### EXCERPT PROVIDED ###
The pictures of the first ascent of Blanchard from the Champ de Mars on the 2nd of March, 1784, in the presence of a vast multitude, show us the oars and the mechanism of his flying-machine fitted to a balloon. The design which we here give seems to us deserving of being considered only as one of the caricatures of the time, especially when we look at the personage dressed in the fool’s head-gear, who sits behind and accompanies the triumphant ascent of the aeronaut with music.
It was not with this apparatus that Blanchard effected his ascent, for we have seen that the gearing of his vessel was broken by the infuriated Dupont de Chambon. Yet the aeronaut pretends to have been, to some extent, assisted by his mechanical contrivances. The following is his narrative:—
“I rose to a certain height over Plassy, and perceiving Villette, which I did not despair of reaching in spite of the misfortune that had happened to me, I attached a rope of my rigging to my leg, not being able to make use of my left hand, which I had wrapped in my handkerchief on account of the sword-wound it had received. I fixed up a piece of cloth, and thus made a sort of sail with which I hugged the wind. But the rays of the sun had so heated and rarefied the inflammable air that soon I forgot my rigging in thinking of the terrible danger that threatened me.”
### DATA SHOWN ###
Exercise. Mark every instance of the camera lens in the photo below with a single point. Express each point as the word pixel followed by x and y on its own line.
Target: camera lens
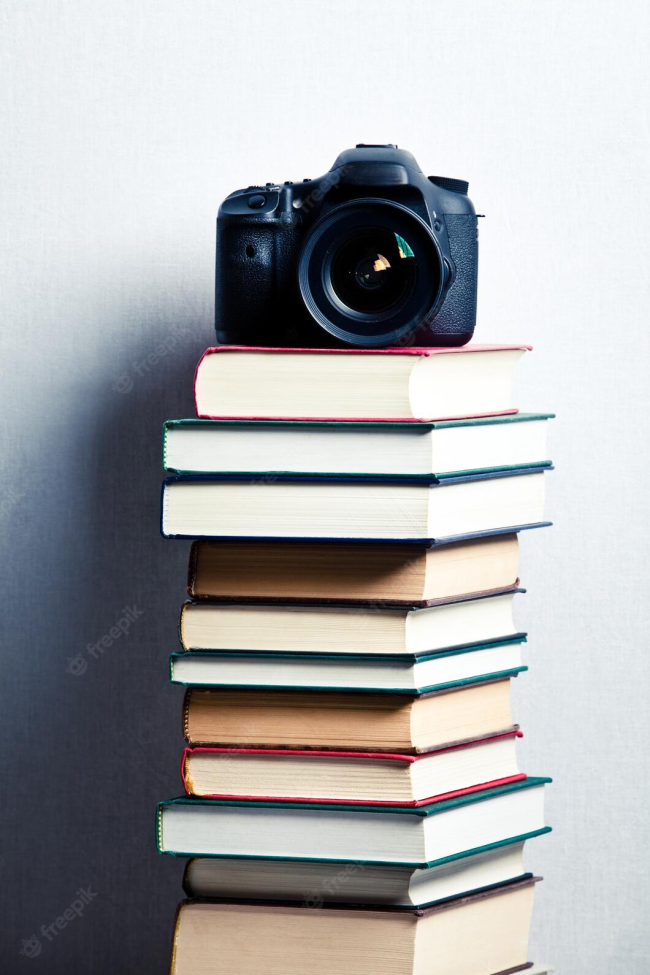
###
◆ STATED TASK
Reproduce the part of the Blanchard balloon passage above starting with "The pictures of" and going on through "aeronaut with music.".

◆ RESULT OF THIS EXERCISE
The pictures of the first ascent of Blanchard from the Champ de Mars on the 2nd of March, 1784, in the presence of a vast multitude, show us the oars and the mechanism of his flying-machine fitted to a balloon. The design which we here give seems to us deserving of being considered only as one of the caricatures of the time, especially when we look at the personage dressed in the fool’s head-gear, who sits behind and accompanies the triumphant ascent of the aeronaut with music.